=== Exercise passage ===
Following a similar theme is “AI Toys,” a series of color schemes, titles, and descriptions of toys that depict how society constructs gender roles in early childhood. The toys were created by a machine learning algorithm that was trained on real toys sold on Amazon and Target. An example “girl” toy is “Beyond Anything in the World Princess Castle Tent,” whose description includes words like “heart shapes,” “versatile looks,” and “glitter and glamour” while one of the “boy” toys, “NERF N-Strike Elite Series 30-Dart Refill,” is “inspired by the blaster used in Fortnight” and has a “fast reload, and Lightning Strike Scope extension.”
Liu’s third installation, which is also available online and in the App store, is a video game called “Shapes and Ladders: Battles of Bias & Bureaucracy.” The game, projected in the shape of a large building at the Biennale, is a first-person simulation of structural inequality and was spurred by the murder of George Floyd and the resurgence of the Black Lives Matter movement last summer. The installation also embraces a format that was inspired by the sudden shift to more virtual interactions during the pandemic. “During the pandemic I started to notice more people were playing video games such as Animal Crossing as a form of escapism. I was interested in using the video game as a platform for art making and social change,” says Liu.
“Shapes and Ladders” has its players (depicted as either a circle, square, or triangle) navigate an office setting while attempting to find health insurance, earn enough coins to maintain life quality, and pay off debts. However, the game mechanics differ based on the shape—a circle is more likely to encounter workplace sexual assault and has access to fewer coins, for example—and players cannot choose their shape when they start the game.
While Liu has not been able to travel to Venice, she’s been able to participate in conversations about her pieces through social media and hopes that her work will provide new perspectives on gendered experiences and systemic racism and sexism. “Design can do a lot to open up these conversations and to spark real world change,” says Liu. “I hope that people will become more critical consumers of design and technology, especially in collectively imagining futures we want to live in.”
The future of Penn and the Biennale
Dubbeldam says that Penn will certainly be part of the next exhibition, now scheduled for 2023. These plans include individual faculty submissions, the studio work focused on Istanbul, and the carbon fiber pavilion, along with hosting more dialogues thanks to the success of the online conversations around the virtual pavilion.

=== Data shown ===
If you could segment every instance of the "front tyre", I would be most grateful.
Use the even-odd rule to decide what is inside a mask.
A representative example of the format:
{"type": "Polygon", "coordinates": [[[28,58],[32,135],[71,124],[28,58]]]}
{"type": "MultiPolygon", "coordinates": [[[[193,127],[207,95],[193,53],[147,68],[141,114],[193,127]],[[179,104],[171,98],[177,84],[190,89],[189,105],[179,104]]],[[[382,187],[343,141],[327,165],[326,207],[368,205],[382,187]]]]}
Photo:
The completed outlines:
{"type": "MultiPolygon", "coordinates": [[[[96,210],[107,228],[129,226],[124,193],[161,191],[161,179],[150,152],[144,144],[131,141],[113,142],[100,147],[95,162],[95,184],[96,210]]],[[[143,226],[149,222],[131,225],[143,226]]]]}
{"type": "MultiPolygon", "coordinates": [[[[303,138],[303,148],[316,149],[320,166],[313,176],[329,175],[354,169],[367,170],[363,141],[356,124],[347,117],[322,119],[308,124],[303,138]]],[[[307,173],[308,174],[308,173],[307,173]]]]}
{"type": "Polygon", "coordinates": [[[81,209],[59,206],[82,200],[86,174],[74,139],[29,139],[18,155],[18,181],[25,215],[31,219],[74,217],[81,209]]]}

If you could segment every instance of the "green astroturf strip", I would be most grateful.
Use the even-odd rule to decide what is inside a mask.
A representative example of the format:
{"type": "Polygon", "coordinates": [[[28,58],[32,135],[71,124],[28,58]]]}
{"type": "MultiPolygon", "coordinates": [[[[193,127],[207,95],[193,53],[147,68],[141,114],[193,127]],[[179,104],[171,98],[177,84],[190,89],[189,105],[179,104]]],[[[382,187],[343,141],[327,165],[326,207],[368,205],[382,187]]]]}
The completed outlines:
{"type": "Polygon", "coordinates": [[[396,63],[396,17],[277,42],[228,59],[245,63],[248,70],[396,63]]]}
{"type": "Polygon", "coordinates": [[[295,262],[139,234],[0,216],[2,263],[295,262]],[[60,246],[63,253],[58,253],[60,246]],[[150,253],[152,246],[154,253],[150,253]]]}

=== Problem ===
Quote the article word for word, starting with the words "The future of" and ending after "the virtual pavilion.". The records are separate material and have nothing to do with the article.

=== Exercise result ===
The future of Penn and the Biennale
Dubbeldam says that Penn will certainly be part of the next exhibition, now scheduled for 2023. These plans include individual faculty submissions, the studio work focused on Istanbul, and the carbon fiber pavilion, along with hosting more dialogues thanks to the success of the online conversations around the virtual pavilion.